▶ _Work item_
Go through the data and retrieve each line that includes the string "ceiling".

···

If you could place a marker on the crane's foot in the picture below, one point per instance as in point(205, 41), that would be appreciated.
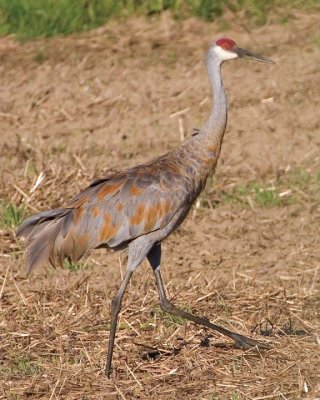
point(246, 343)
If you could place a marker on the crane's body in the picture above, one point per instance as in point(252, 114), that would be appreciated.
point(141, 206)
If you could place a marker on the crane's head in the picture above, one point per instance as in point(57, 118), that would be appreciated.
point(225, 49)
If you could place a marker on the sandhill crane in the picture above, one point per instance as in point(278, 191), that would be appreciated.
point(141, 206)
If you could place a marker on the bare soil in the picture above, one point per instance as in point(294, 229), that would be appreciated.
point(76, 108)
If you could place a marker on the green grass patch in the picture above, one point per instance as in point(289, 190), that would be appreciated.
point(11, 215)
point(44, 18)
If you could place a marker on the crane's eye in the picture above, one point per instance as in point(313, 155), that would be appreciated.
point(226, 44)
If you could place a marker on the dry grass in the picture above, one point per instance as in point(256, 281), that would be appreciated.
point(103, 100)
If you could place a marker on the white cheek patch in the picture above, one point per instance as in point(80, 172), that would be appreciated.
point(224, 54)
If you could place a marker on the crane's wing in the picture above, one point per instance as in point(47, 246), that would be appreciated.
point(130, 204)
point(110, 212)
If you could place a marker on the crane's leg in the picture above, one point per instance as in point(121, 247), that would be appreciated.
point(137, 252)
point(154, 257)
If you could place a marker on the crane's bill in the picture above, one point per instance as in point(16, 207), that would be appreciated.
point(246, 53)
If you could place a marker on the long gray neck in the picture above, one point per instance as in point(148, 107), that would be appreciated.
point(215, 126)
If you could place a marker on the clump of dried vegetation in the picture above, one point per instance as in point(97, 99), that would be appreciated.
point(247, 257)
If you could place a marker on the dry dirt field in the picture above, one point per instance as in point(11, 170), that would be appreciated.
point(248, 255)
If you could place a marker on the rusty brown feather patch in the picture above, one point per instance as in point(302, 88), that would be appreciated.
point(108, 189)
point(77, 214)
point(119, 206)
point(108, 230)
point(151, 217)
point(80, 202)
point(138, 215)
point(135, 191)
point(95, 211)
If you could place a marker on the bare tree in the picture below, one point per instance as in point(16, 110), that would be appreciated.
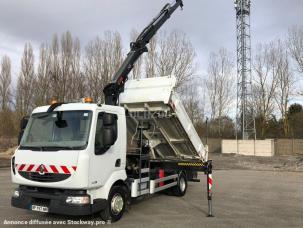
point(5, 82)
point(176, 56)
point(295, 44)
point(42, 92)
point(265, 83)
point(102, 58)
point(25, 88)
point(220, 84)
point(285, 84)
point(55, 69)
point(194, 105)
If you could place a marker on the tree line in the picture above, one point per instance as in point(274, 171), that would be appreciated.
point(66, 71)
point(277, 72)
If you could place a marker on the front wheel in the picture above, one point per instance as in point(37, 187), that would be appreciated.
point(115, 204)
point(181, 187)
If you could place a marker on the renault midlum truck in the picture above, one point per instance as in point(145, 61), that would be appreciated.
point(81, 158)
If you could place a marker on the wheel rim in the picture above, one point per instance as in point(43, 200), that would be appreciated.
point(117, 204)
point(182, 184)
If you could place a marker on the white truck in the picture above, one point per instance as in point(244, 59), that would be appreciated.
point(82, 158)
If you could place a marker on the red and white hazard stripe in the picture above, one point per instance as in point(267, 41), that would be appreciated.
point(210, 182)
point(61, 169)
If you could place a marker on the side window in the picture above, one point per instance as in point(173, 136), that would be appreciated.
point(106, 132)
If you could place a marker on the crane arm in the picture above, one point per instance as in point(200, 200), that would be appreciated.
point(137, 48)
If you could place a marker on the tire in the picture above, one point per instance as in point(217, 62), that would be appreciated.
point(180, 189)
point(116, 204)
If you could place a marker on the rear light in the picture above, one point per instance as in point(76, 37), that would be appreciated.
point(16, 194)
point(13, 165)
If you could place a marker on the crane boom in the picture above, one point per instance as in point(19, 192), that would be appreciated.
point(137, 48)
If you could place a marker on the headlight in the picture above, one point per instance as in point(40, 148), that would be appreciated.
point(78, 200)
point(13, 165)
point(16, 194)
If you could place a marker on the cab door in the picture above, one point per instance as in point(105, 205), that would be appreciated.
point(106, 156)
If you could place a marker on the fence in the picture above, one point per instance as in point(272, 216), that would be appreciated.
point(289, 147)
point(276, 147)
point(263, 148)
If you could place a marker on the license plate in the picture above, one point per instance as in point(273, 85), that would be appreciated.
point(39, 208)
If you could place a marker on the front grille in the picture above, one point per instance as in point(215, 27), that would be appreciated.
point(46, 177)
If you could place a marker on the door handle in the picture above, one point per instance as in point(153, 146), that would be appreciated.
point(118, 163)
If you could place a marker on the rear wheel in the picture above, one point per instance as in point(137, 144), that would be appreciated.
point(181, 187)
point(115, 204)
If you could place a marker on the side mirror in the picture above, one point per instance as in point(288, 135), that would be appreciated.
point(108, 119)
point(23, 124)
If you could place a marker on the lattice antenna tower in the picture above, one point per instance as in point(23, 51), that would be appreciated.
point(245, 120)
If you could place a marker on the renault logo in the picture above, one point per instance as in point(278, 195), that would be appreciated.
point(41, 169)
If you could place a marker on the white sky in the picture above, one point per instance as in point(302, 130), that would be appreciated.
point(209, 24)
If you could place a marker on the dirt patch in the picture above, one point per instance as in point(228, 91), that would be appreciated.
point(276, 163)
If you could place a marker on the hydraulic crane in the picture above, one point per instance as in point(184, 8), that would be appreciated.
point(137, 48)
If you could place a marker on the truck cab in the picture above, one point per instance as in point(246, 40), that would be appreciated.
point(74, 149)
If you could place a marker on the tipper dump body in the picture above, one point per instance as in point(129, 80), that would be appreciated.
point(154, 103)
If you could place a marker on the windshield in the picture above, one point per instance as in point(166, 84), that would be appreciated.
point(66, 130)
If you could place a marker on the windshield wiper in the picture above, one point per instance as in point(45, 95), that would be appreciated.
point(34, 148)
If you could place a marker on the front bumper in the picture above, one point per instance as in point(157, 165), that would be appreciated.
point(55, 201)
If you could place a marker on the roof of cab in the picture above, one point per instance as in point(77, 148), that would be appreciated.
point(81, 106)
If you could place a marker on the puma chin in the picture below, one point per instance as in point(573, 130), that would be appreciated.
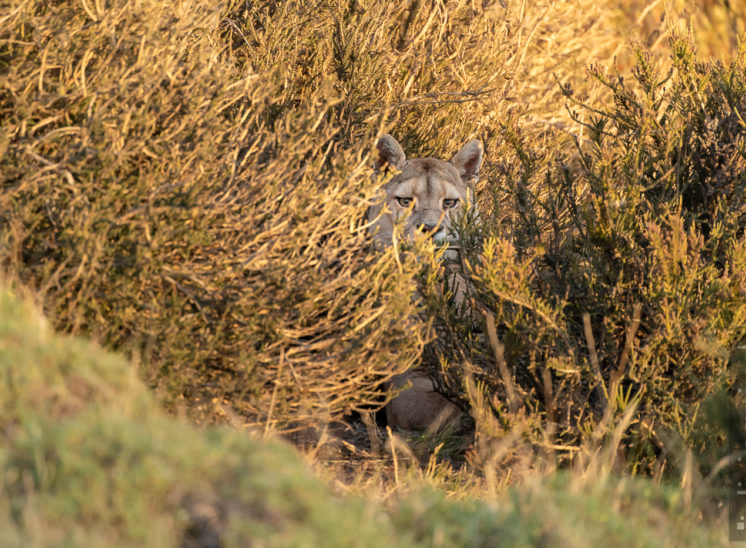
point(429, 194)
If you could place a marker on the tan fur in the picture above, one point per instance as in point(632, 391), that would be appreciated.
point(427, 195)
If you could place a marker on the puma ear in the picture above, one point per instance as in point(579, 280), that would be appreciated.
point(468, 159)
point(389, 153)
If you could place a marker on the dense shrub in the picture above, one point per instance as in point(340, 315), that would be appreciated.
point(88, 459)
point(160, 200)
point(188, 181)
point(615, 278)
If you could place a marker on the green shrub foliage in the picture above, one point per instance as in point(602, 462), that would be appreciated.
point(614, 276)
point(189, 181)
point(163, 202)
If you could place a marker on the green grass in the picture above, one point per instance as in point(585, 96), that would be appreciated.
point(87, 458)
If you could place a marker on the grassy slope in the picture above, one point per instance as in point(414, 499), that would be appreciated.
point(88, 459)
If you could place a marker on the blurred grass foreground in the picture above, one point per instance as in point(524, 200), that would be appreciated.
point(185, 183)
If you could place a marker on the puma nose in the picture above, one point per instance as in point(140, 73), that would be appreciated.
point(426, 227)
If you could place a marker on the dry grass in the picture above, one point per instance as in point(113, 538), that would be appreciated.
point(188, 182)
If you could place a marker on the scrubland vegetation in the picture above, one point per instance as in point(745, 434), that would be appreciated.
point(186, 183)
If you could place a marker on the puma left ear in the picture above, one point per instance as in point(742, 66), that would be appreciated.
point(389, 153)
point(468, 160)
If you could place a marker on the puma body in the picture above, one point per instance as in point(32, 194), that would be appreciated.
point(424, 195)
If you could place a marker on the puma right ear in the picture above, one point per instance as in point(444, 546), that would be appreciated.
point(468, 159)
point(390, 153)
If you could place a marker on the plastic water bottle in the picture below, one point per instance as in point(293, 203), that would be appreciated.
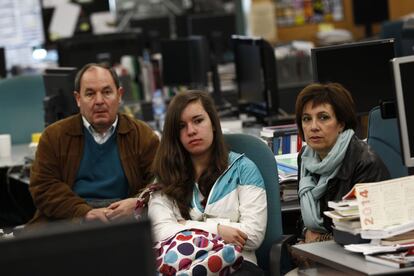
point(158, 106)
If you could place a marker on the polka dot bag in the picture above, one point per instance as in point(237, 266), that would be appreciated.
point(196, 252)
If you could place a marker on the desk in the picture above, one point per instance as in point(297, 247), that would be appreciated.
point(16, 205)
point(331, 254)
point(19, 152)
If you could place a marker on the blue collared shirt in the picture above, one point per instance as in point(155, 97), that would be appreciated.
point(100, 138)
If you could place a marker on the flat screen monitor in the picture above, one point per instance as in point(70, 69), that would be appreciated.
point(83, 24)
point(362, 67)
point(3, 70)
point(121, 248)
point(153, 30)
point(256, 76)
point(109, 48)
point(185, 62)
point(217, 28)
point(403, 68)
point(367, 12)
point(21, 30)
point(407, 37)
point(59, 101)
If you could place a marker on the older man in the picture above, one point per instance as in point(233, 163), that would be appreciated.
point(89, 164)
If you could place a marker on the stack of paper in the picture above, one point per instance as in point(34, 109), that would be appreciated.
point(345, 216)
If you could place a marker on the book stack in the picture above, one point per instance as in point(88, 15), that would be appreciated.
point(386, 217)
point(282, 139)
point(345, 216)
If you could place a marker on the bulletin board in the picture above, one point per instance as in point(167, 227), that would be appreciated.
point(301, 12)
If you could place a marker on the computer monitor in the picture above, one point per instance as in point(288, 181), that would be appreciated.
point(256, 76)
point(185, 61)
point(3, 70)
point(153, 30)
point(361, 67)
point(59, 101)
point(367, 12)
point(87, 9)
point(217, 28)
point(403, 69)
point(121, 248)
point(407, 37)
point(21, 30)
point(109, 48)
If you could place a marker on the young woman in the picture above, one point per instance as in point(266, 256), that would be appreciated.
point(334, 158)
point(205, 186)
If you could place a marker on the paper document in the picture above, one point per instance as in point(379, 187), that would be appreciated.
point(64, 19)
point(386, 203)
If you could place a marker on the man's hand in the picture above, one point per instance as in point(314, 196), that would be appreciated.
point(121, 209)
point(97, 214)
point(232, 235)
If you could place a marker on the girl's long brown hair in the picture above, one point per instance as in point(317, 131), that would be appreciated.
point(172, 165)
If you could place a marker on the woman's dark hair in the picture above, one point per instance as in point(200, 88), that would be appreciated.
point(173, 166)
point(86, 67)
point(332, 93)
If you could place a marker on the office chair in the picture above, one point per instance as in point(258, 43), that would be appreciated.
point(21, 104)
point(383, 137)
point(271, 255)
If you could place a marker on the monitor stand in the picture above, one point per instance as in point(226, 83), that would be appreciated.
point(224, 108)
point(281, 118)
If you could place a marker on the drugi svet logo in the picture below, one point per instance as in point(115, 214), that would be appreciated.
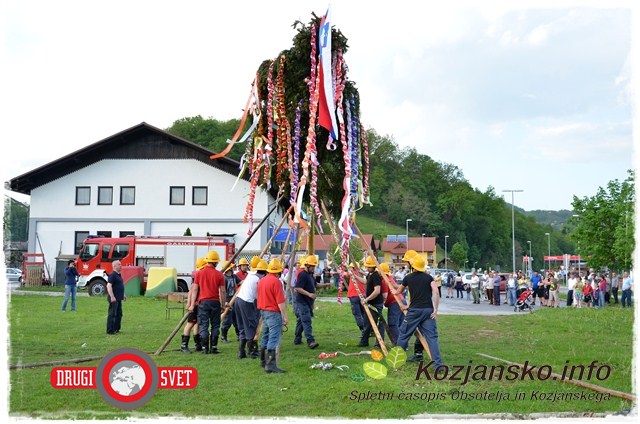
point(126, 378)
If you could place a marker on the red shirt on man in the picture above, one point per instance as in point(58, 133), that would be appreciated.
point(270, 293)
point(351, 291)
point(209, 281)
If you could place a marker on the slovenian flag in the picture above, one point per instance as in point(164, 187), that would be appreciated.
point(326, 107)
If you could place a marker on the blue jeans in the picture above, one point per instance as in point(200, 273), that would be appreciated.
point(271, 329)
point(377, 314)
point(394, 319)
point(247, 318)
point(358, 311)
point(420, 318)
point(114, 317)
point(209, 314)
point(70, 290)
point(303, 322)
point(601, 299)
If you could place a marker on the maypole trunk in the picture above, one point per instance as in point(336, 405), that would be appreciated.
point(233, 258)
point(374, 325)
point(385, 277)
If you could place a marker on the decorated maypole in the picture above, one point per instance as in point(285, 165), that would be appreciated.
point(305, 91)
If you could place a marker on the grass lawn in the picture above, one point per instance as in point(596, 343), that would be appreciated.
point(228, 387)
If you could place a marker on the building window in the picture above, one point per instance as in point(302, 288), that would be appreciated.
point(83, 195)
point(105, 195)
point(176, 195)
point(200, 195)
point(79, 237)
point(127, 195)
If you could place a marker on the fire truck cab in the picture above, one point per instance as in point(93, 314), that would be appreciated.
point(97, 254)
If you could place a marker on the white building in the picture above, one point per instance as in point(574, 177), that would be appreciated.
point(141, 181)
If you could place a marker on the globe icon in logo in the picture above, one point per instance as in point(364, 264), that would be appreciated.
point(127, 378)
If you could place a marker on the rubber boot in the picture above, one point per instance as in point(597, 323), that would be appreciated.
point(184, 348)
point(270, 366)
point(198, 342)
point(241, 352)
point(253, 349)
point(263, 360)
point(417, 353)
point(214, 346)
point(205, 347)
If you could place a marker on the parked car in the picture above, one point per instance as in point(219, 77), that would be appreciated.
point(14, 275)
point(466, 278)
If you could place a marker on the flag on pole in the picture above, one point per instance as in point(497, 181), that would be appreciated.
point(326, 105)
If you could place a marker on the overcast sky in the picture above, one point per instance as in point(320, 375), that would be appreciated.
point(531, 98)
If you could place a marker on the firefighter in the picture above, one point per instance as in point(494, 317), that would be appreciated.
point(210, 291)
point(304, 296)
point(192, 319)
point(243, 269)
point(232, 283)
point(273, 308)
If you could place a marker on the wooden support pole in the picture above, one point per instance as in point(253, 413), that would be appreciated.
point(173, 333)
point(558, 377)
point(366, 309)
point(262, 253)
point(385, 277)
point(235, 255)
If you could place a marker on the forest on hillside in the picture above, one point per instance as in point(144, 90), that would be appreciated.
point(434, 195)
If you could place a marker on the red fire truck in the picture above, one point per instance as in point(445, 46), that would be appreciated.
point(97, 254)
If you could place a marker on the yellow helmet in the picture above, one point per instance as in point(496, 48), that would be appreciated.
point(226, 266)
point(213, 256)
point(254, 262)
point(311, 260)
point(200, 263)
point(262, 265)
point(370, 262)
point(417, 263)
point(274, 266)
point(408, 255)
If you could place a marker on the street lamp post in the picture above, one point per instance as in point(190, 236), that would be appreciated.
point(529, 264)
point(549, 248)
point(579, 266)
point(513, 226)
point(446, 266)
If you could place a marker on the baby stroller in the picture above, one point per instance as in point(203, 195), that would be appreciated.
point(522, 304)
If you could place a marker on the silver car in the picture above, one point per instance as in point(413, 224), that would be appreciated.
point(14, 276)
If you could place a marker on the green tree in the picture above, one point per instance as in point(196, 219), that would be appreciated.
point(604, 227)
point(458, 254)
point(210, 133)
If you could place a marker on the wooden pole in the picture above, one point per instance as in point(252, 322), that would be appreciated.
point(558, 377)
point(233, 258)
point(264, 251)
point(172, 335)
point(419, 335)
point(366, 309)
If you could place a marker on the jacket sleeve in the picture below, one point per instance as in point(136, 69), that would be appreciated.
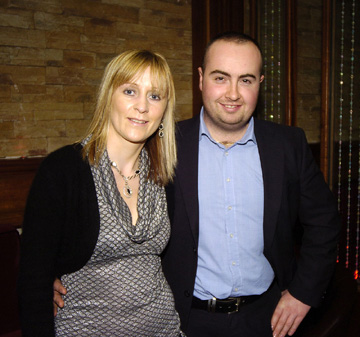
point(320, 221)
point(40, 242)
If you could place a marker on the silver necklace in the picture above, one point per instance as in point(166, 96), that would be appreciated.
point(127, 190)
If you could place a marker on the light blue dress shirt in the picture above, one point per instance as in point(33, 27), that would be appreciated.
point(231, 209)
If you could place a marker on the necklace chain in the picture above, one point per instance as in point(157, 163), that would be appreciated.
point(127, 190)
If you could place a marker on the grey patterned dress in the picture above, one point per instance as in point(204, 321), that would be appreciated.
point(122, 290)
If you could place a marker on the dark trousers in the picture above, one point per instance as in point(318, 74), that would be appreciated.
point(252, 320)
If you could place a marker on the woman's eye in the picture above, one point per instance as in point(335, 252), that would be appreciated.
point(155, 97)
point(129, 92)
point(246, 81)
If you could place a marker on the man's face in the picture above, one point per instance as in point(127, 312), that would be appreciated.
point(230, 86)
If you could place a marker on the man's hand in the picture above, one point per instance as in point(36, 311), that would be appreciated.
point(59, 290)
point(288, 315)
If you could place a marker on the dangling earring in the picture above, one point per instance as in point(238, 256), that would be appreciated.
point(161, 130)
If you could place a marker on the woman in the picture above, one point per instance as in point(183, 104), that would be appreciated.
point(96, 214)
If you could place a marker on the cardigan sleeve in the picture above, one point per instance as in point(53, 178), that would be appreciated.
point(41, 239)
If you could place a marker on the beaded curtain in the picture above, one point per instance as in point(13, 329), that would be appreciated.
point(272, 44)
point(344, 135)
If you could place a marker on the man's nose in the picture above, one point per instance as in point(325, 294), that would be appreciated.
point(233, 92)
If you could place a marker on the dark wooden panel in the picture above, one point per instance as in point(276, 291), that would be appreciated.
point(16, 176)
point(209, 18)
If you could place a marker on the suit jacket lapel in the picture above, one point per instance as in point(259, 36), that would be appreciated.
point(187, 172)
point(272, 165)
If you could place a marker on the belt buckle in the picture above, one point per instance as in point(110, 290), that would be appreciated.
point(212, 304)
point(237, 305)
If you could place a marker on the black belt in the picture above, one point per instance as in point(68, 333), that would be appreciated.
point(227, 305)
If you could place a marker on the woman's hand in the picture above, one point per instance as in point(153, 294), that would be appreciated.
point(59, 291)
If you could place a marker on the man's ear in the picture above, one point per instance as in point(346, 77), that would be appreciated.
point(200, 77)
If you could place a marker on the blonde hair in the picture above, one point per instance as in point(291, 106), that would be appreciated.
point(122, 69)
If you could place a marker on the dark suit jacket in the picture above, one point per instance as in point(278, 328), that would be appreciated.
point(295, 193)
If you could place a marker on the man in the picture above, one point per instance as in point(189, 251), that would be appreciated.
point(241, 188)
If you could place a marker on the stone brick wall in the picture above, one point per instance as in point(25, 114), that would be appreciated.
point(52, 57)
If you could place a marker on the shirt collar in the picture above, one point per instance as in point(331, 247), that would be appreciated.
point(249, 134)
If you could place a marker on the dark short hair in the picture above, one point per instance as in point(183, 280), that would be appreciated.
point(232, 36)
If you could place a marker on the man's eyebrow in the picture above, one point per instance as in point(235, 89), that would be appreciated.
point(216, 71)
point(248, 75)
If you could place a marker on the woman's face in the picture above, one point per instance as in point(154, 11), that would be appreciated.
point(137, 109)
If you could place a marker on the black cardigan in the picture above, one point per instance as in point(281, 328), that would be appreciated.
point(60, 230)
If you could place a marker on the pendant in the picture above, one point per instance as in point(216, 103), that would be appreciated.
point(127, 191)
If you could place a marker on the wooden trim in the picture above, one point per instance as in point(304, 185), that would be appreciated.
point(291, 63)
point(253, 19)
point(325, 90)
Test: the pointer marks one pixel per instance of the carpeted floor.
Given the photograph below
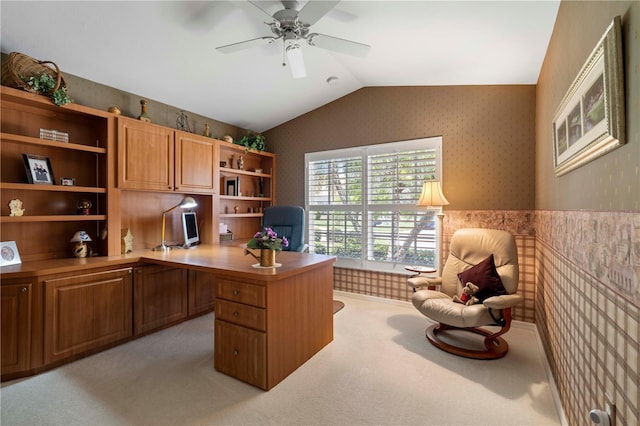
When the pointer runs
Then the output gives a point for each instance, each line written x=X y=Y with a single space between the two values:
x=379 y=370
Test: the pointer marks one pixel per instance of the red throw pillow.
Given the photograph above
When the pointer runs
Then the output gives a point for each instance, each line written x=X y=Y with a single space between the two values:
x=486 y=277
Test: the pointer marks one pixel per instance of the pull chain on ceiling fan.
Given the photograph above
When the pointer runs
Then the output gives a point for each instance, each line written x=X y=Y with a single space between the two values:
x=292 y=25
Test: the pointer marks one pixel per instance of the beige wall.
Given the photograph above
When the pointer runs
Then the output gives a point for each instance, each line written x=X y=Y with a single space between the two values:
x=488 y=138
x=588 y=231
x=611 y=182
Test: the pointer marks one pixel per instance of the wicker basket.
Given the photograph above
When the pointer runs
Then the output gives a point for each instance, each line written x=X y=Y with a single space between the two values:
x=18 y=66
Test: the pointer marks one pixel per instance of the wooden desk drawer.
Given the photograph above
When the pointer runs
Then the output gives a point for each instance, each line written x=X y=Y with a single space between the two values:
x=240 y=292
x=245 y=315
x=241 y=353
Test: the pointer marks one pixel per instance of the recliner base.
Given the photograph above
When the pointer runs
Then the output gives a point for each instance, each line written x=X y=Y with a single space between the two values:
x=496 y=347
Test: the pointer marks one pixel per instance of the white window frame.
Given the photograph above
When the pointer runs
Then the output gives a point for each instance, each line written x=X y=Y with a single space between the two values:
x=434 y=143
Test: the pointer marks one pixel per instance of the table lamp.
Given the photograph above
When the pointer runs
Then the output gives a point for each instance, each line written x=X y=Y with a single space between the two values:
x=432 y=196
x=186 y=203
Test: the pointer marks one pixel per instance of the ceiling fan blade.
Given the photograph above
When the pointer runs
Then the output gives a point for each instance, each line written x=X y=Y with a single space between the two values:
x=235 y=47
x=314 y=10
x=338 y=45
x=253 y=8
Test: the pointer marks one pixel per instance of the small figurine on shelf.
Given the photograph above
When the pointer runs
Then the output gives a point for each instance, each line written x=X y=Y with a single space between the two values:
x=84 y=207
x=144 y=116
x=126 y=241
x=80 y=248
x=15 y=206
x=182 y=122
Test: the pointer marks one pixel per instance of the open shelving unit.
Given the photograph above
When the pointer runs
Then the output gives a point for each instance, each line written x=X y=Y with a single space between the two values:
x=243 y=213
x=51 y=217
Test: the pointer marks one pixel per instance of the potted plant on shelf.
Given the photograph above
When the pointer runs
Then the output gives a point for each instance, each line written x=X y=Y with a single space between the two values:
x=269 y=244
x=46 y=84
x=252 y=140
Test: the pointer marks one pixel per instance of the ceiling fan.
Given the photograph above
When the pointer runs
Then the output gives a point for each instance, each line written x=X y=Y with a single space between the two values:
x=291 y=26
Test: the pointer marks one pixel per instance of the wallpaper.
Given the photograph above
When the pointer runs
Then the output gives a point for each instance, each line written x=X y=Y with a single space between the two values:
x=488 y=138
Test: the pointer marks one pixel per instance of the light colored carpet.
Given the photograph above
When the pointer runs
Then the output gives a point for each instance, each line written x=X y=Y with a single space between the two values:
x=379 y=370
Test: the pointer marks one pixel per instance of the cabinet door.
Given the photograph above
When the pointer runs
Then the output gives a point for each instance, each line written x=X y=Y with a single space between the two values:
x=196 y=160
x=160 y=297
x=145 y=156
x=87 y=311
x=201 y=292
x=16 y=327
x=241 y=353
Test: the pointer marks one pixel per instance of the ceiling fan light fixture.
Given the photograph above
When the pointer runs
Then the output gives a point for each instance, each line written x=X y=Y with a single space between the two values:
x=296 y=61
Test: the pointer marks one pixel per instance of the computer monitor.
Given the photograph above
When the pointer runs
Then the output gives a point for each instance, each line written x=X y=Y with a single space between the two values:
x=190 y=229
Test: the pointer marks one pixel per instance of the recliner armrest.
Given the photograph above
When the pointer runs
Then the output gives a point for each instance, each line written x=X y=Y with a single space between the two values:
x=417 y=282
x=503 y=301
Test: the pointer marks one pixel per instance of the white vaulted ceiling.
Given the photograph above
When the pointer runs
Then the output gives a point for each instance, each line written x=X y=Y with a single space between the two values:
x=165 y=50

···

▶ _Written reply_
Test: the pointer marks one pixel per instance of the pull chain on ceiling fan.
Test: the pointer marks one pixel per instance of the ceiling fan blade.
Test: the pointer marks one pixel per instance of the ceiling fan.
Test: the pointer marks one pixel per instance of the ceiling fan light fixture.
Test: the pointer marks one pixel per instance of the white vaulted ceiling.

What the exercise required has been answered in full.